>> start RECORDS FOR THE EXERCISE

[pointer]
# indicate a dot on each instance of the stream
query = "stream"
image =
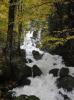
(43, 86)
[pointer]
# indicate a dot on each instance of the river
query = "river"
(44, 86)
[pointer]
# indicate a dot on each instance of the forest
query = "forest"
(36, 49)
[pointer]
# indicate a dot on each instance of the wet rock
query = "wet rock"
(25, 97)
(37, 55)
(36, 71)
(67, 52)
(23, 82)
(30, 61)
(64, 96)
(32, 97)
(64, 72)
(67, 83)
(27, 72)
(54, 72)
(35, 34)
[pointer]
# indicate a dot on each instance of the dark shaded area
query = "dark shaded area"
(36, 71)
(54, 72)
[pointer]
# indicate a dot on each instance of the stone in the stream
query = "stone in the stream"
(23, 82)
(64, 72)
(64, 96)
(27, 72)
(36, 71)
(54, 72)
(30, 61)
(37, 55)
(67, 83)
(32, 97)
(25, 97)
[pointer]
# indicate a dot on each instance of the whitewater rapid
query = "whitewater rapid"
(44, 86)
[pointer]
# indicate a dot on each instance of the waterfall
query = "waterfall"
(44, 86)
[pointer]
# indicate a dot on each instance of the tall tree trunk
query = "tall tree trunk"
(11, 19)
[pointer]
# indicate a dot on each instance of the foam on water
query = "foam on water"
(44, 86)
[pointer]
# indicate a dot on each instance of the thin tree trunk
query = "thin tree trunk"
(11, 20)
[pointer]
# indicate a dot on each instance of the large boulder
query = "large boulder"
(67, 83)
(67, 52)
(36, 71)
(54, 72)
(37, 55)
(64, 72)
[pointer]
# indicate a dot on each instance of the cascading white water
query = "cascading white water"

>> end RECORDS FOR THE EXERCISE

**REQUIREMENT**
Omit every picture, and otherwise quote the entries exactly.

**FULL OUTPUT**
[pointer]
# indicate a dot on each instance of the stream
query = "stream"
image =
(43, 86)
[pointer]
# indicate a dot on each instance of the river
query = "river"
(44, 86)
[pointer]
# indicate a dot on each instance of the forest
query = "forest"
(36, 49)
[pointer]
# indicate a dot on each instance of the wet rock
query = "wet rock"
(25, 97)
(37, 55)
(36, 71)
(67, 52)
(23, 82)
(30, 61)
(64, 96)
(32, 97)
(64, 72)
(67, 83)
(27, 72)
(54, 72)
(35, 34)
[pointer]
# indicate a dot on each instance of the dark shaded area
query = "dark shaded area"
(36, 71)
(54, 72)
[pointer]
# indicate a dot on each instance of the stone in the stream
query = "stone in the stream"
(23, 82)
(64, 72)
(64, 96)
(27, 72)
(36, 71)
(54, 72)
(30, 61)
(37, 55)
(67, 83)
(32, 97)
(25, 97)
[pointer]
# indicate a dot on each instance of the whitewater rapid
query = "whitewater rapid"
(44, 86)
[pointer]
# indicate a dot on each instance of the waterfall
query = "waterfall"
(44, 86)
[pointer]
# indicate a dot on each instance of the tall tree trunk
query = "tall tree trunk"
(11, 19)
[pointer]
# indicate a dot on each instance of the foam on water
query = "foam on water"
(44, 86)
[pointer]
# indicate a dot on each instance of the thin tree trunk
query = "thin tree trunk"
(11, 20)
[pointer]
# indicate a dot on each instance of the large boulder
query = "large boulder"
(67, 83)
(67, 52)
(36, 71)
(54, 72)
(37, 55)
(64, 72)
[pointer]
# indicate a dot on each instance of the cascading white water
query = "cascading white water"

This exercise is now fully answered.